[[ Extracted records open ]]
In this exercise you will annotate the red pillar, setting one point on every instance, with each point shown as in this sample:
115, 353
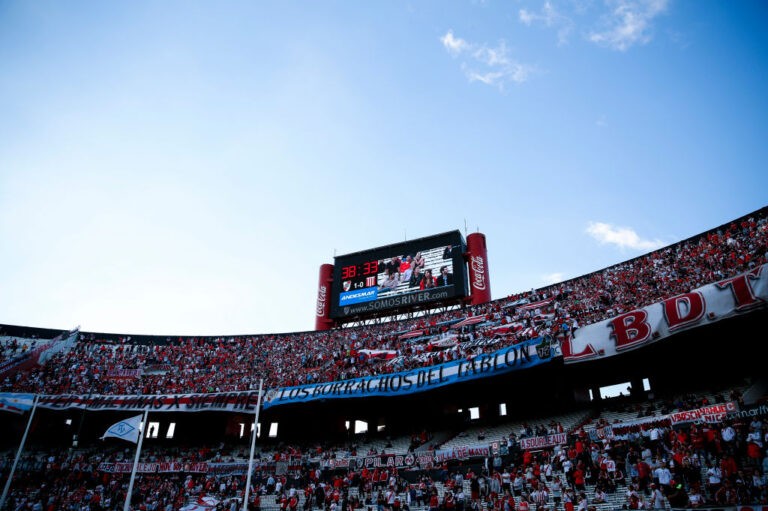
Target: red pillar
477, 257
323, 319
[[ Extracted records closed ]]
Task to carry out: Quote every entry exactly, with the pictures omitted.

Solution to the problem:
In this exercise you will annotate the red pillar, setting one point on every instance, with each point shown as in this sample:
115, 353
Target: red pillar
477, 257
323, 319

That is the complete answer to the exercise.